* **TEXTE FOURNI**:
________________________

Maison de l’histoire européenne : le Parlement doit d’abord rendre public le programme muséographique

Installer une « Maison de l’histoire européenne » à Bruxelles dans le parc Léopold et dans le quartier européen, pourquoi pas, si, après le Parlamentarium, la pertinence de l’installation d’un deuxième équipement de communication du Parlement européen est démontrée en ces temps d’austérité. S’il s’agit également de susciter l’adhésion des citoyens européens à un projet politique qu’ils ne comprennent plus, est-il cohérent de le faire sans respecter un espace vert protégé situé dans un quartier particulièrement dense et encombré ? Nous attendons de ces institutions, que nous avons accueillies à Bruxelles avec bienveillance et au prix du sacrifice d’une part importante de notre cadre de vie, qu’elles respectent d’abord les valeurs et les devoirs qui fondent l’idéal européen, en particulier lorsqu’il s’agit de son patrimoine architectural et paysager, d’autant plus quand il est question de mettre en valeur l’histoire de l’Europe.

L'Institut dentaire Georges Eastman et ses proportions soignées, juste après sa construction en 1935 - ©Universiteitsbibliotheek UGent [open] - cliquer pour agrandir

Le Parc Léopold s’inscrit dans la permanence

C’est une des rares parcelles de ce secteur de Bruxelles à ne jamais avoir été bouleversée par la constante modernisation fonctionnelle du quartier, on y trouve les traces les plus anciennes du paysage originel de la vallée du Maelbeek. C’est un écrin pour chacun des bâtiments remarquables qui y ont été construits et c’est un îlot de calme et d’harmonie dans un environnement hétéroclite à la qualité architecturale et urbanistique souvent déficiente. Le secteur associatif bruxellois a su le protéger en contribuant activement à son classement en tant que site en 1976 et pour plusieurs de ses bâtiments en 1987-1988. Le site est par ailleurs situé en Zone d’Intérêt Culturel Historique Esthétique et d’Embellissement.

________________________

* **EXTRAIT DE DONNÉES**:
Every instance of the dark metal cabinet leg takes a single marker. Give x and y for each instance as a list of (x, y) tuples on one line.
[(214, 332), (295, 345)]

________________________

* **EXERCICE PROPOSÉ 1**: Relevez toutes les années ou périodes citées dans le texte sur le parc Léopold, avec pour chacune l'événement qui s'y rattache.
* **EXERCICE PROPOSÉ 2**: D'après le texte sur le parc Léopold, qu'est-ce qui distingue le parc des autres parcelles de ce secteur de Bruxelles ? Répondez en une à trois phrases.
* **EXERCICE PROPOSÉ 3**: Rédigez la suite du texte sur le parc Léopold après sa dernière phrase.
Ce matériel n'a aucun rapport avec le texte sur le parc Léopold.

* **RÉPONSE RÉDIGÉE 1**:
- 1935 : construction de l'Institut dentaire Georges Eastman.
- 1976 : classement du parc Léopold en tant que site.
- 1987-1988 : classement de plusieurs bâtiments du parc.

* **RÉPONSE RÉDIGÉE 2**: Le parc est l'une des rares parcelles du secteur à n'avoir jamais été bouleversée par la constante modernisation fonctionnelle du quartier. On y trouve donc les traces les plus anciennes du paysage originel de la vallée du Maelbeek.

* **RÉPONSE RÉDIGÉE 3**:
L’Institut dentaire George Eastman s’inscrit dans une filiation

L’Institut Eastman a été construit en 1934-1935 par l’architecte Michel Polak qui est largement reconnu pour son œuvre, particulièrement à Bruxelles durant les années 1920-1930 (Villa Empain, Résidence Palace, Hôtel Plaza, ancien bâtiment de la RTT rue des Palais). Il a marqué de son empreinte de nombreux immeubles aux programmes architecturaux uniques et parmi ceux-ci l’Institut dentaire, financé par le mécène américain George Eastman à la suite d’autres opérations analogues réalisées à Stockholm, Paris, Rome, New York et Londres. Il faut noter que toutes ces institutions, sauf la bruxelloise, fonctionnent encore aujourd’hui dans le respect de leur vocation prophylactique et sociale d’origine.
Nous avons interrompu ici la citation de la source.